Posted in 1940s, holidays, Movies

A hypnotic murder mystery

Abbott and Costello Meet Frankenstein (1948) was so popular, a second Meet film was created for them. Originally, Meet the Killer was entitled Easy Does It and intended for Bob Hope, but Universal bought the rights and reworked it. A&C’s prior two films, Mexican Hayride and Africa Screams, weren’t exactly their strongest work, and they needed another hit.

Boris Karloff’s character was initially a woman named Madame Switzer, and the film was called Meet the Killers. Five days before shooting began, Karloff was hired, and the character became a swami.

In New Zealand and Australia, censors removed every scene with a corpse. Denmark banned the film because of a scene where corpses play cards.

Meet the Killer was filmed from 10 February–26 March 1949 and released on 22 August 1949. Sadly, Lou was stricken by a relapse of rheumatic fever after filming wrapped and bedridden for several months. That November, he had to have an operation on his gangrenous gallbladder. Because of his illness, the next A&C film didn’t begin production till 28 April 1950.

Freddie Phillips (Lou) and Casey Edwards (Bud), a bellboy and detective, respectively, at the Lost Caverns Resort Hotel, are swept up in a lot of trouble when famous, short-tempered criminal lawyer Amos Strickland checks in. Shortly after he has Freddie fired for his hilarious incompetence, Freddie goes to his hotel room to apologise.

* Exercise set
A. Render this sentence from the passage on Meet the Killer in Spanish: "Denmark banned the film because of a scene where corpses play cards."
B. Answer these questions using the passage on Meet the Killer.
(i) For which performer was the story first intended?
(ii) Before Karloff was hired, who was his character?
(iii) On what date was the film released?

* Supplied material
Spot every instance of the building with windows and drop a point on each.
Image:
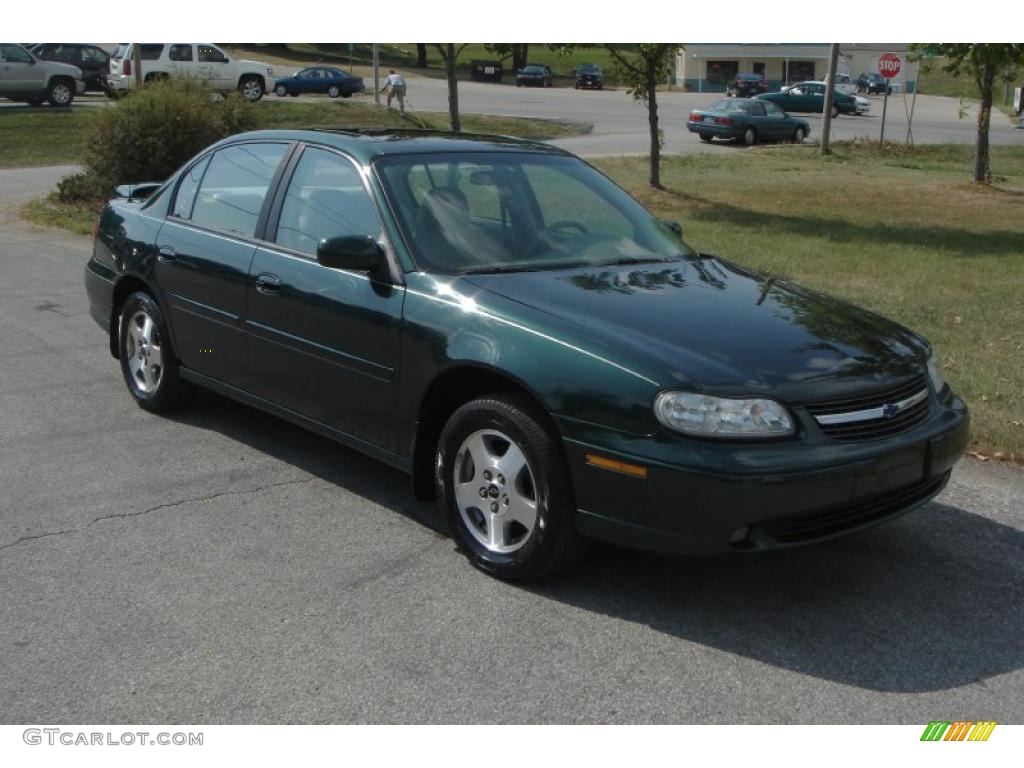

* Complete answers
A. Dinamarca prohibió la película debido a una escena en la que unos cadáveres juegan a las cartas.

B.
(i) Bob Hope
(ii) A woman named Madame Switzer
(iii) 22 August 1949